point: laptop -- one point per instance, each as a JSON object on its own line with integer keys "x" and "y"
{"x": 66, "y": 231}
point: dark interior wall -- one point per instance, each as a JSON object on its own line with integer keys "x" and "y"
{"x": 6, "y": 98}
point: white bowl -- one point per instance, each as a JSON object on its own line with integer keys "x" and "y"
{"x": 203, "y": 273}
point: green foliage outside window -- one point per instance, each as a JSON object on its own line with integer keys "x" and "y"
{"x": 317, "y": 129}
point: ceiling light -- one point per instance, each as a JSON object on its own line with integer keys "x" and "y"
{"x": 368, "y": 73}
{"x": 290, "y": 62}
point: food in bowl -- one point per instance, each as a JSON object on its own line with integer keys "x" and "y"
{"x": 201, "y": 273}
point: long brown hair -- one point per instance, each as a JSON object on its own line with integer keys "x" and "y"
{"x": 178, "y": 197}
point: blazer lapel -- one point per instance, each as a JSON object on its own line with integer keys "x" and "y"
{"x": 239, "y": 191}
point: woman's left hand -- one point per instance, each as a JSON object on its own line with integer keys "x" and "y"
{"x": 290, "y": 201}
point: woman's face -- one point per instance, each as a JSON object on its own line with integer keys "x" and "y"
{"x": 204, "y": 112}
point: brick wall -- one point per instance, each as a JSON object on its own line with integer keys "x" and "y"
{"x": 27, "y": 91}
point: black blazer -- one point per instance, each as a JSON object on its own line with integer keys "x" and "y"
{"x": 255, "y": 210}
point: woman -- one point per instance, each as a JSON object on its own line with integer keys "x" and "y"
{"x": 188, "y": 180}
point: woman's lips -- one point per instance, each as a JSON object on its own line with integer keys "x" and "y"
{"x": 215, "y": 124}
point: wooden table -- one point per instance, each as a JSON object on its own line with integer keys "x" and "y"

-*-

*AIM OF THE TASK*
Copy out every one of the lines above word for word, keeping the same characters and the same order.

*WORKED ANSWER*
point: laptop -- one point per instance, each as a JSON object on its own line with integer keys "x" and "y"
{"x": 66, "y": 231}
point: dark interior wall -- one point per instance, each as a JSON object on its own line with integer keys "x" and "y"
{"x": 6, "y": 98}
point: white bowl -- one point per instance, each as a JSON object on its own line with integer keys "x" and "y"
{"x": 203, "y": 273}
point: green foliage outside window -- one point per instance, each as a JSON object on its own line with integer keys "x" and "y"
{"x": 317, "y": 129}
point: ceiling light -- one point per instance, each as a JSON object on its own line with integer keys "x" and "y"
{"x": 368, "y": 73}
{"x": 290, "y": 62}
point: food in bowl -- one point per instance, each as a JSON object on its own line with integer keys "x" and "y"
{"x": 201, "y": 273}
point: long brown hair -- one point per instance, each as a JSON object on its own line with integer keys "x" and "y"
{"x": 178, "y": 197}
point: blazer lapel -- one point per instance, each as a JSON object on its own line with integer keys "x" and "y"
{"x": 239, "y": 191}
point: woman's left hand -- one point per instance, each as a JSON object on its own line with integer keys "x" and "y"
{"x": 290, "y": 201}
point: woman's face -- one point per instance, each as a JSON object on its own line with integer keys "x" and "y"
{"x": 204, "y": 112}
point: brick wall -- one point per instance, each as a JSON object on its own line with integer keys "x" and "y"
{"x": 27, "y": 91}
point: black blazer -- one point per instance, each as a JSON object on its own line with integer keys "x" and "y"
{"x": 255, "y": 210}
point: woman -- one point per instance, each as a JSON object on its own line with integer keys "x" and "y"
{"x": 188, "y": 180}
point: woman's lips -- one point per instance, each as a JSON object on its own line with integer keys "x" and "y"
{"x": 215, "y": 124}
point: wooden table -- one point per instance, each as a JSON object on its own line with integer keys "x" and "y"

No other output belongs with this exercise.